### What you should do
Write out, unchanged, the lines of the listing starting at the line that contains "hanging flower basket" and ending at the line that contains "121 98 L 121", including both of those lines.

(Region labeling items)
◆ ◆ ◆ ◆ ◆

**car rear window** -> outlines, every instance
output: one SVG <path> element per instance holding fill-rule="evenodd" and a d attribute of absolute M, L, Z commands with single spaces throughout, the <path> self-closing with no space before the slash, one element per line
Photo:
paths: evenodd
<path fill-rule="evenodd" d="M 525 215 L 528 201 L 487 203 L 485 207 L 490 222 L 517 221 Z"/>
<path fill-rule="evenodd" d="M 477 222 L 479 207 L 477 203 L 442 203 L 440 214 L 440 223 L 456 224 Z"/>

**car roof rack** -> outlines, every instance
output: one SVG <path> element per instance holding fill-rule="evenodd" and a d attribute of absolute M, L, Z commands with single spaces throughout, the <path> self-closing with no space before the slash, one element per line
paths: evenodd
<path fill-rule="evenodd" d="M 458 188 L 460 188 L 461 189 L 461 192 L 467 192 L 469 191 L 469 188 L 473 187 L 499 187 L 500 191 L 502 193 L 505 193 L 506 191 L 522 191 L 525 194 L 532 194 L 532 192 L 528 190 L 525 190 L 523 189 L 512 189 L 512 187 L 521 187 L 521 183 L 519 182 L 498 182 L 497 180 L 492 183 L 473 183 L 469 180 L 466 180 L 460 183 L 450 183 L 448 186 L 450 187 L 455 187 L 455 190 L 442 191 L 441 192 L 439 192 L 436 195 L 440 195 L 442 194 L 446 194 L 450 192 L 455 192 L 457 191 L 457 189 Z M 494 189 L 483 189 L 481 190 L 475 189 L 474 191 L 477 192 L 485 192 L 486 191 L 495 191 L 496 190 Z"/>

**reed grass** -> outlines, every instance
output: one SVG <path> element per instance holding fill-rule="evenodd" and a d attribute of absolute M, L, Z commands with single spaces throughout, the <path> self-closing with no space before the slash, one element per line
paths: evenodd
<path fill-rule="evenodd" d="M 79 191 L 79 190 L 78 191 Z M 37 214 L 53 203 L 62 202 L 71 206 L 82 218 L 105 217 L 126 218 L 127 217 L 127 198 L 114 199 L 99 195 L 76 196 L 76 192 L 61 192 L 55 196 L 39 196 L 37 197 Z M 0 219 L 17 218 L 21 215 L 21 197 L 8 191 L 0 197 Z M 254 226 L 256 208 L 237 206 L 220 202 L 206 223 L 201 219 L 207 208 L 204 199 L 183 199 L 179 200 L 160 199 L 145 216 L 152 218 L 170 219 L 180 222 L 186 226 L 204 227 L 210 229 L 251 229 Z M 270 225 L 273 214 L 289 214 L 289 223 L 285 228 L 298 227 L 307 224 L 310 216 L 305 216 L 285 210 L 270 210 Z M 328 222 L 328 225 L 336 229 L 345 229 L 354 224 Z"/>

◆ ◆ ◆ ◆ ◆

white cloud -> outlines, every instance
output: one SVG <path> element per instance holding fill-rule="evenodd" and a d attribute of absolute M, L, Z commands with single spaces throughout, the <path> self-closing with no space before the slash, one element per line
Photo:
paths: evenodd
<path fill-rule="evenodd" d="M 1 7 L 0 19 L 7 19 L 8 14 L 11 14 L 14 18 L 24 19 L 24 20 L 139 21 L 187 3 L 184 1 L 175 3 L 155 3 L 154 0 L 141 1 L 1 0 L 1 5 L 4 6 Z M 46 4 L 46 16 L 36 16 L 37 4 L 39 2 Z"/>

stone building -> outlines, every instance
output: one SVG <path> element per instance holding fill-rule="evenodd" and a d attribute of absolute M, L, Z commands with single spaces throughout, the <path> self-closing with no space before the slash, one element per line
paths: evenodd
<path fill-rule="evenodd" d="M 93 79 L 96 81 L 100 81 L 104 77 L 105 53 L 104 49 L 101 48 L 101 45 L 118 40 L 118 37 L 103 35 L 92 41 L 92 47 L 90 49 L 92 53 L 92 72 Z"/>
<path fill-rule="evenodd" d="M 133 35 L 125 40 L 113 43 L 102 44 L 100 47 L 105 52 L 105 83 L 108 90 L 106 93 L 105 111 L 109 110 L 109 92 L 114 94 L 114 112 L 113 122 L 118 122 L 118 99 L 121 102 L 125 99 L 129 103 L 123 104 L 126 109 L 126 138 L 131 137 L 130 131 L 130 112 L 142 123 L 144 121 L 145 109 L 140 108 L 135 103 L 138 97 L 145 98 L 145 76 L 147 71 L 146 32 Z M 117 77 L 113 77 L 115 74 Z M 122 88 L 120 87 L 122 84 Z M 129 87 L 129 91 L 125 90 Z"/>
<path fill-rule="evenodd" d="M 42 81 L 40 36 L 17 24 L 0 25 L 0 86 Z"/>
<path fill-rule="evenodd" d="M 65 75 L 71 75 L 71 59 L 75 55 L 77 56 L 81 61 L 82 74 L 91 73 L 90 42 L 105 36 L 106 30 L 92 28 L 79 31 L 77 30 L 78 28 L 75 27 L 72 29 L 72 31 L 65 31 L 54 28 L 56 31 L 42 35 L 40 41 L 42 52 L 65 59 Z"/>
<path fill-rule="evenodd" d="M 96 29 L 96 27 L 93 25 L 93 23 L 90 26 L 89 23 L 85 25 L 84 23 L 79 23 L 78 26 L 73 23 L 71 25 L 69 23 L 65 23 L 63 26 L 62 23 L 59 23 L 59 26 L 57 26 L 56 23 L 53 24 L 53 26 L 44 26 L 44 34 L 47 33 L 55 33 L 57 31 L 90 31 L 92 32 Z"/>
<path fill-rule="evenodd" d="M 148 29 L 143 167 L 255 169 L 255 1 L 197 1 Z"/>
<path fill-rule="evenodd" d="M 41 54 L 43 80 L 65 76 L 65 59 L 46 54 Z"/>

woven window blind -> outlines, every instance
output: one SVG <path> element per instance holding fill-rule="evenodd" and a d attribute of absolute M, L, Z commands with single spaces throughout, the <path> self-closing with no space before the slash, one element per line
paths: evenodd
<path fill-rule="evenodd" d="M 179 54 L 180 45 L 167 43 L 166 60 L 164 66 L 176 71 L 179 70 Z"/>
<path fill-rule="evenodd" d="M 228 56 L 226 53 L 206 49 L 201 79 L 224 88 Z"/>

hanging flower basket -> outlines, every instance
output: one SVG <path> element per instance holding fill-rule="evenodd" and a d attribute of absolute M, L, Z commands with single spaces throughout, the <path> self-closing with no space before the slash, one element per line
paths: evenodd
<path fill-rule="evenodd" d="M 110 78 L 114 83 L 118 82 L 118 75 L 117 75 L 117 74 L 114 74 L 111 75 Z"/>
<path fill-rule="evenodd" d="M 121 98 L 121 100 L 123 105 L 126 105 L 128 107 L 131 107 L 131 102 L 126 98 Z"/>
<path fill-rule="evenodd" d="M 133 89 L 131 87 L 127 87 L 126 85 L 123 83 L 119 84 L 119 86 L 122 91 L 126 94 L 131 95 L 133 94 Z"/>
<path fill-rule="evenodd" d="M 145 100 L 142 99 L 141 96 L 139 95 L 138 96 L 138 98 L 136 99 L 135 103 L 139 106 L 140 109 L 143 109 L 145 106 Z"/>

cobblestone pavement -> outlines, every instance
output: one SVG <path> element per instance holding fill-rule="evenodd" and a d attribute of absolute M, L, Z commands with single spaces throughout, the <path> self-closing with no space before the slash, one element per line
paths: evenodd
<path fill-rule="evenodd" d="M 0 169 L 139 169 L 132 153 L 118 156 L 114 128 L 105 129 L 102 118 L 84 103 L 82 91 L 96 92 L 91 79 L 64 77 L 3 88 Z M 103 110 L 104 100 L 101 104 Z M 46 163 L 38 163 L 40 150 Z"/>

◆ ◆ ◆ ◆ ◆

### Solution to this exercise
hanging flower basket -> outlines, every instance
output: one SVG <path> element per instance holding fill-rule="evenodd" and a d attribute of absolute M, L, Z commands with single spaces throughout, the <path> self-closing with no space before the slash, one element per line
paths: evenodd
<path fill-rule="evenodd" d="M 110 78 L 114 83 L 118 82 L 118 75 L 117 75 L 117 74 L 114 74 L 111 75 Z"/>
<path fill-rule="evenodd" d="M 121 98 L 121 100 L 123 105 L 126 105 L 128 107 L 131 107 L 131 102 L 126 98 Z"/>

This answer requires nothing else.